QUESTIONS:
1. In the VisualEchoes passage, what network is pre-trained with VisualEchoes and used as the backbone for monocular depth prediction?
2. Continue the VisualEchoes passage from its final sentence.

SOURCE PASSAGE:
- - -

Figure 4: VisualEchoes Representation Learning Framework: The network takes the agent’s current RGB view as visual input, and the echo responses from one of the four orientations as audio input. The goal is to predict the orientation at which the agent would receive the input echoes based on analyzing the spatial layout in the image After training with RGB and echoes, the resulting VisualEchoes-Net is a pre-trained encoder ready to extract spatially enriched features from novel RGB images, as we validate with multiple downstream tasks (cf. Sec. 3.4).

3.4 Downstream Tasks for the Learned Spatial Representation

Having introduced our VisualEchoes feature learning framework, next we describe how we repurpose the learned visual representation for three fundamental downstream tasks that require spatial reasoning: monocular depth prediction, surface normal estimation, and visual navigation. See Fig. 5 for an illustration of the three tasks. For each task, we adopt strong models from the literature and swap in our pre-trained encoder VisualEchoes-Net for the RGB input.

Monocular depth prediction:

We explore how our echo-based pre-training can benefit performance for traditional monocular depth prediction. Note that unlike the case study in Sec. 3.2, in this case there are no echo inputs at test time, only RGB. To evaluate the quality of our learned representation, we adopt a strong recent approach for monocular depth prediction [36] consisting of several novel loss functions and a multi-scale network architecture that is based on a backbone network. We pre-train ResNet-50 [34] using VisualEchoes and use it as the backbone for comparison with [36].

- - -

DATASET EXCERPTS:
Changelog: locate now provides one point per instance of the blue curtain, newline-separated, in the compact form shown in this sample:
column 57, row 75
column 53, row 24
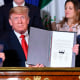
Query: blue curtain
column 33, row 2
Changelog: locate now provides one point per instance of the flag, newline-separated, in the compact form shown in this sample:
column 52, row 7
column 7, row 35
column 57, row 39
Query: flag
column 48, row 12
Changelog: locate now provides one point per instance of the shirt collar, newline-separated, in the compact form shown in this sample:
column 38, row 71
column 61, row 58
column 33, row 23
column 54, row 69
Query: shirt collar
column 18, row 34
column 15, row 5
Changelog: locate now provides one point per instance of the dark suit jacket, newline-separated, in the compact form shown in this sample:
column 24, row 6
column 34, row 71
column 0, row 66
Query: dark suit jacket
column 13, row 51
column 34, row 13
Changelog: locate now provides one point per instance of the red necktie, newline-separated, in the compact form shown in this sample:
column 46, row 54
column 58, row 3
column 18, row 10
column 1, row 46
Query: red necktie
column 24, row 45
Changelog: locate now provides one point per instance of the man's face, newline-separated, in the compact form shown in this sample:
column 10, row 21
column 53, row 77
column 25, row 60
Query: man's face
column 18, row 1
column 19, row 22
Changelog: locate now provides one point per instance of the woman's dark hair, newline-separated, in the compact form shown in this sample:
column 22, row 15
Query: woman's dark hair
column 76, row 7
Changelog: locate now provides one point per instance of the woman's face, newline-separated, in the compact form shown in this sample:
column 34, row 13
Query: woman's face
column 69, row 10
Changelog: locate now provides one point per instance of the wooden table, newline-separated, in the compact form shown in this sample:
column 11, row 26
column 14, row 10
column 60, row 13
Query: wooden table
column 21, row 73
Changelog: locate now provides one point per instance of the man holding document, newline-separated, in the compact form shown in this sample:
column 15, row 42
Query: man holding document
column 14, row 53
column 14, row 41
column 52, row 48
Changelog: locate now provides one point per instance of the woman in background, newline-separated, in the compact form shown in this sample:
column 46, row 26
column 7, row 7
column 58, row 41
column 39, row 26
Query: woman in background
column 71, row 21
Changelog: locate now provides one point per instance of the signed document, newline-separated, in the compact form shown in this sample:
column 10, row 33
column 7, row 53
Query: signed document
column 51, row 48
column 61, row 52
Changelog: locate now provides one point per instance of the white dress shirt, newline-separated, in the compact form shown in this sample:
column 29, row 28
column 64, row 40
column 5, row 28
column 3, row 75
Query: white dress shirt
column 26, row 36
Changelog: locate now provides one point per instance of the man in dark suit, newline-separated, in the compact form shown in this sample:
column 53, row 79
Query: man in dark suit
column 34, row 14
column 14, row 53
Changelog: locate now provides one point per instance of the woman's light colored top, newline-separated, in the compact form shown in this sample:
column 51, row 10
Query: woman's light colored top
column 75, row 28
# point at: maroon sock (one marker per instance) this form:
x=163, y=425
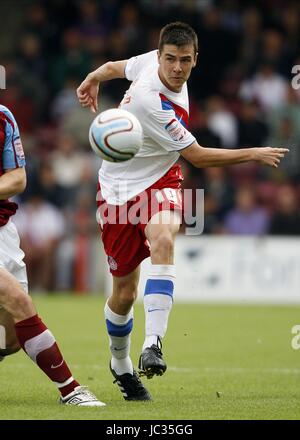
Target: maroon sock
x=39, y=344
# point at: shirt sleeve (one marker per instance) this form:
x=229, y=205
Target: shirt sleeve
x=135, y=64
x=13, y=153
x=164, y=127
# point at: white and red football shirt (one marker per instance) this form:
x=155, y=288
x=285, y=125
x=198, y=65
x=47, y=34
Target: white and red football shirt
x=164, y=116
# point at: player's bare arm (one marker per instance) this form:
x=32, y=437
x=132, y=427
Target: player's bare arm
x=88, y=90
x=12, y=182
x=202, y=157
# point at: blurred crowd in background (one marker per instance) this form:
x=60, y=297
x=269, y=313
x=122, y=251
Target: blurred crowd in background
x=241, y=95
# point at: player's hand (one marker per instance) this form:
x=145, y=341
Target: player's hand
x=270, y=156
x=87, y=93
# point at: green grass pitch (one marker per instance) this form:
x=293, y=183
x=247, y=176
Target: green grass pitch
x=224, y=362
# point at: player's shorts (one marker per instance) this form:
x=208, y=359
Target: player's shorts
x=11, y=255
x=123, y=227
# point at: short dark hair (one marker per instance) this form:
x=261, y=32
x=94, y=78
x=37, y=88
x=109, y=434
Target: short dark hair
x=178, y=34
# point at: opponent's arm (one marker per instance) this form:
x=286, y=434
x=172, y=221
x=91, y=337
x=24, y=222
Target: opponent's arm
x=202, y=157
x=88, y=90
x=12, y=182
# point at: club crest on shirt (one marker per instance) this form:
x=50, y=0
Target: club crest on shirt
x=176, y=130
x=19, y=148
x=112, y=263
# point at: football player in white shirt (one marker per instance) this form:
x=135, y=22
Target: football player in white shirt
x=158, y=97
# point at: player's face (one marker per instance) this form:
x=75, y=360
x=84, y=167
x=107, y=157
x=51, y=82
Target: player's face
x=175, y=65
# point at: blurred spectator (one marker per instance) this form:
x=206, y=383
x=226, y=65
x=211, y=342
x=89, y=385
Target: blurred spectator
x=284, y=124
x=68, y=165
x=239, y=90
x=246, y=217
x=41, y=227
x=286, y=218
x=267, y=87
x=252, y=130
x=74, y=60
x=222, y=122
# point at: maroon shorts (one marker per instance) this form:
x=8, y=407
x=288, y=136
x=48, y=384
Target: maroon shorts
x=123, y=227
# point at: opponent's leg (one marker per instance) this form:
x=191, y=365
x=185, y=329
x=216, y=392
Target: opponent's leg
x=158, y=298
x=39, y=343
x=9, y=343
x=119, y=322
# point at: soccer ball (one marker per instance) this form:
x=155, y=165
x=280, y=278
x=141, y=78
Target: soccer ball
x=116, y=135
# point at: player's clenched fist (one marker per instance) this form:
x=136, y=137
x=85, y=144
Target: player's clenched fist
x=87, y=93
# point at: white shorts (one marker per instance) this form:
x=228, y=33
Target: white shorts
x=11, y=255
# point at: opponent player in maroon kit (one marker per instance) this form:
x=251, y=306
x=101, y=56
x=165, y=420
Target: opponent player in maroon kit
x=158, y=97
x=20, y=326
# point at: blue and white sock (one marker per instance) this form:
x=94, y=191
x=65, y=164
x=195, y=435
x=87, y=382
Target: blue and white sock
x=119, y=328
x=158, y=301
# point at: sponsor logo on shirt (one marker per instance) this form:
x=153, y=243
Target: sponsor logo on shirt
x=176, y=130
x=19, y=148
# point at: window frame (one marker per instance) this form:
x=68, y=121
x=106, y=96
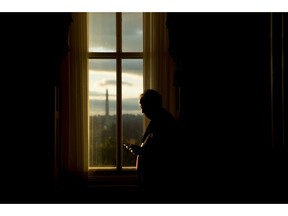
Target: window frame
x=118, y=56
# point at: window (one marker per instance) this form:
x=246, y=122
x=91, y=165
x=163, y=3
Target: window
x=115, y=82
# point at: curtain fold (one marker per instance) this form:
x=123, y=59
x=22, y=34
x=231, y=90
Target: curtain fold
x=158, y=64
x=75, y=146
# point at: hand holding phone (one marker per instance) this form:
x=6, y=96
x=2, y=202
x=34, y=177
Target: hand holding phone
x=135, y=149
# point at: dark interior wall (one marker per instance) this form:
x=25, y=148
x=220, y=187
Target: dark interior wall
x=223, y=65
x=32, y=48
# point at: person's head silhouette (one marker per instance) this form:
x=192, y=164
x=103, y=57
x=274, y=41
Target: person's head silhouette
x=150, y=103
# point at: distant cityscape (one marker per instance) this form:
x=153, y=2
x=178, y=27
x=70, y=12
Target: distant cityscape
x=103, y=148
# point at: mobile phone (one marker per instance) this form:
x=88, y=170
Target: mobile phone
x=126, y=145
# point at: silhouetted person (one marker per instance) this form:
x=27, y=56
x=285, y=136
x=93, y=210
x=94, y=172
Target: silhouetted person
x=156, y=157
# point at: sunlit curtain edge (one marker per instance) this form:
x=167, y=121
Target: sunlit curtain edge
x=77, y=161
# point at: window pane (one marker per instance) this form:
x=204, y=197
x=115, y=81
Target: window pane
x=102, y=110
x=102, y=32
x=132, y=28
x=132, y=87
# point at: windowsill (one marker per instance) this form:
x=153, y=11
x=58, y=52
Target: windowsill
x=104, y=177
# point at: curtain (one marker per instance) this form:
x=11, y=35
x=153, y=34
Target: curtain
x=75, y=86
x=158, y=64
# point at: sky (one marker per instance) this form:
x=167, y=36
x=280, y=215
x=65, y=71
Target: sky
x=102, y=72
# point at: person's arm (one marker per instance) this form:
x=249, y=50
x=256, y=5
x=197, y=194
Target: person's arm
x=135, y=149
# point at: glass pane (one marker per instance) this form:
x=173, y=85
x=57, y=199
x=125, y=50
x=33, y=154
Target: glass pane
x=132, y=28
x=102, y=112
x=102, y=32
x=132, y=117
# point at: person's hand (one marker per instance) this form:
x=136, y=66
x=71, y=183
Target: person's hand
x=135, y=149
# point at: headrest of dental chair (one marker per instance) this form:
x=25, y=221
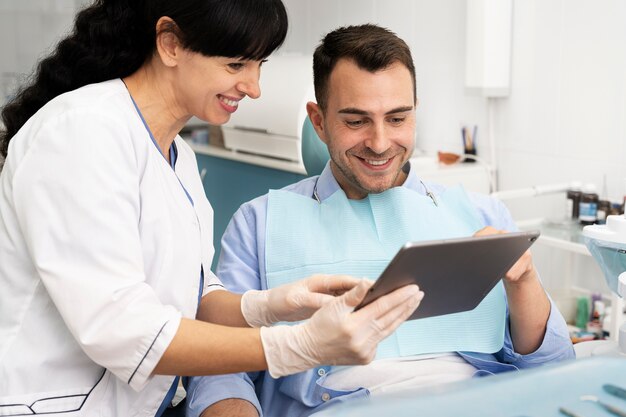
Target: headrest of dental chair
x=314, y=151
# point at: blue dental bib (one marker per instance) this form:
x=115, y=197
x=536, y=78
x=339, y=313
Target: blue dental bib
x=360, y=237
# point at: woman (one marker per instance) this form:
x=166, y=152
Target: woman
x=105, y=232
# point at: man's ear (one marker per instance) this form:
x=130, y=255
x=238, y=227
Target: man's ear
x=168, y=44
x=317, y=119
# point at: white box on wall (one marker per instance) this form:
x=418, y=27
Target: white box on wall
x=488, y=34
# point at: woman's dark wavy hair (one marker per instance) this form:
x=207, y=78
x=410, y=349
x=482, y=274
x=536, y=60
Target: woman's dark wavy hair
x=113, y=38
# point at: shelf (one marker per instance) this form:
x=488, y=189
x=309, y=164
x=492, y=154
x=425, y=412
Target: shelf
x=264, y=161
x=563, y=236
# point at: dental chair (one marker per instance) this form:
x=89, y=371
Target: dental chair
x=314, y=151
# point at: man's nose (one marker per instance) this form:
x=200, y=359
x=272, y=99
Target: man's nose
x=378, y=141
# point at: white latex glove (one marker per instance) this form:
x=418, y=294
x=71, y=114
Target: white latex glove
x=295, y=301
x=336, y=334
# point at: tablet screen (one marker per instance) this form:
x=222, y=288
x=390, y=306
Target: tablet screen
x=454, y=274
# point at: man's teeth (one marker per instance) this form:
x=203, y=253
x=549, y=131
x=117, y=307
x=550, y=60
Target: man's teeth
x=369, y=161
x=232, y=103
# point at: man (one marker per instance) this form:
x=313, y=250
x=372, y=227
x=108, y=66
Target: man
x=352, y=218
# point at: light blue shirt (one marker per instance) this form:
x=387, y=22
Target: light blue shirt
x=242, y=267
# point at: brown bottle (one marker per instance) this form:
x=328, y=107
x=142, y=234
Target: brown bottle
x=588, y=207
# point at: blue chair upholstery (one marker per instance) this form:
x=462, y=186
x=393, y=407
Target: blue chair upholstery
x=314, y=151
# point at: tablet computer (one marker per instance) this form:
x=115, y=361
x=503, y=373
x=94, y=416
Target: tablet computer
x=455, y=274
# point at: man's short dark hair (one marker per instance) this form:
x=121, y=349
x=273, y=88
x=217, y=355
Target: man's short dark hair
x=371, y=47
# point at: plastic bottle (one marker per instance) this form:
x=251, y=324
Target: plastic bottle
x=588, y=207
x=604, y=209
x=572, y=201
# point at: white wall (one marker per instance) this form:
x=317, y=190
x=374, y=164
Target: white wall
x=564, y=118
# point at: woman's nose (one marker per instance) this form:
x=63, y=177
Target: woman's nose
x=250, y=85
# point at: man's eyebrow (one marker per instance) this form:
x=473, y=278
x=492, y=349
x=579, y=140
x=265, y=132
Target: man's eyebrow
x=354, y=110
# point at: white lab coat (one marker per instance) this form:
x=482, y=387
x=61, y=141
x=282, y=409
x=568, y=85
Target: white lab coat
x=100, y=256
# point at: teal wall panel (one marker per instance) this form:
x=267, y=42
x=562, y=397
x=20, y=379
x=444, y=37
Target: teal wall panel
x=228, y=184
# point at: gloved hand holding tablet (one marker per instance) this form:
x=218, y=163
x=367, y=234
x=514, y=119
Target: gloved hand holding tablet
x=454, y=274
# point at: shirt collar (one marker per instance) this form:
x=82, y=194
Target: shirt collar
x=327, y=184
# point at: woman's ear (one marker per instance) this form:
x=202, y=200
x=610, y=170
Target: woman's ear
x=317, y=119
x=168, y=44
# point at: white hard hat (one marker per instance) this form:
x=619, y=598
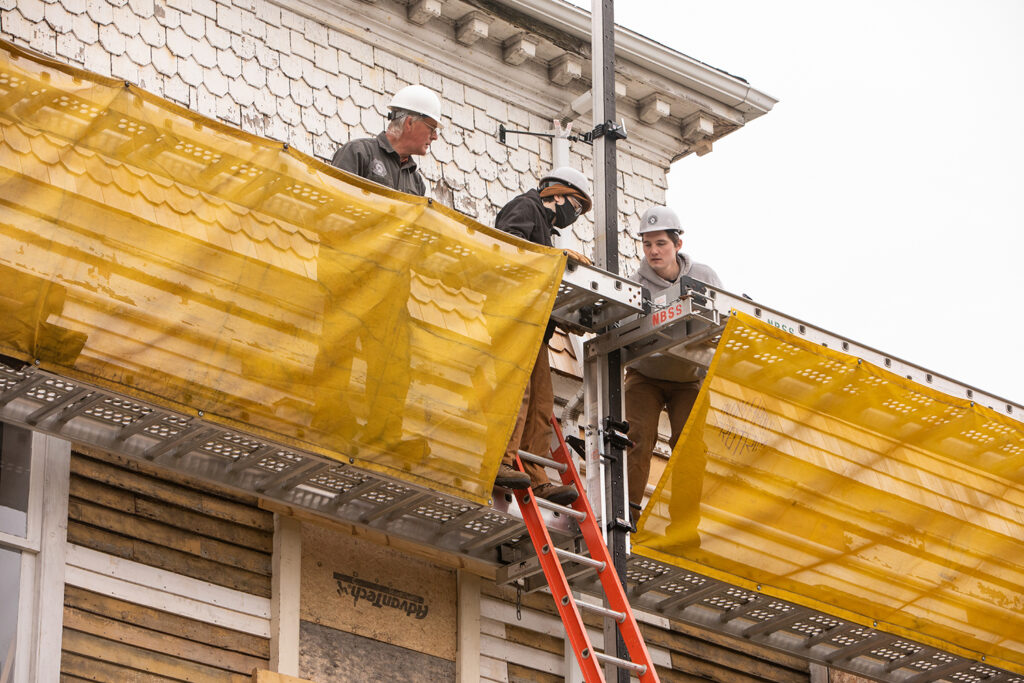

- - -

RESULTS:
1. ResNet-50

2.
Surface normal estimation:

We also evaluate the learned spatial representation to predict surface normals from a single image, another fundamental mid-level vision task that requires spatial understanding of the geometry of the surfaces [21]. We adopt the the state-of-the-art pyramid scene parsing network PSPNet architecture [84] for surface normal prediction, again swapping in our pre-trained VisualEchoes network for the RGB feature backbone.

Visual navigation:

Finally, we validate on an embodied visual navigation task. In this task, the agent receives a sequence of RGB images as input and a point goal defined by a displacement vector relative to the starting position of the agent [4]

. The agent is spawned at random locations and must navigate to the target location quickly and accurately. This entails reasoning about 3D spatial configurations to avoid obstacles and find the shortest path. We adopt a state-of-the-art reinforcement learning-based PointGoal visual navigation model 

[64]. It consists of a three-layer convolutional network and a fully-connected layer to extract visual feature from the RGB images. We pre-train its visual network using VisualEchoes, then train the full network end to end.

While other architectures are certainly possible for each task, our choices are based on both on the methods’ effectiveness in practice, their wide use in the literature, and code availability. Our contribution is feature learning from echoes as a pre-training mechanism for spatial tasks, which is orthogonal to advances on architectures for each individual task. In fact, a key message of our results is that the VisualEchoes-Net encoder boosts multiple spatial tasks, under multiple different architectures, and on multiple datasets.

Figure 5: Illustration of the three downstream tasks that require spatial reasoning.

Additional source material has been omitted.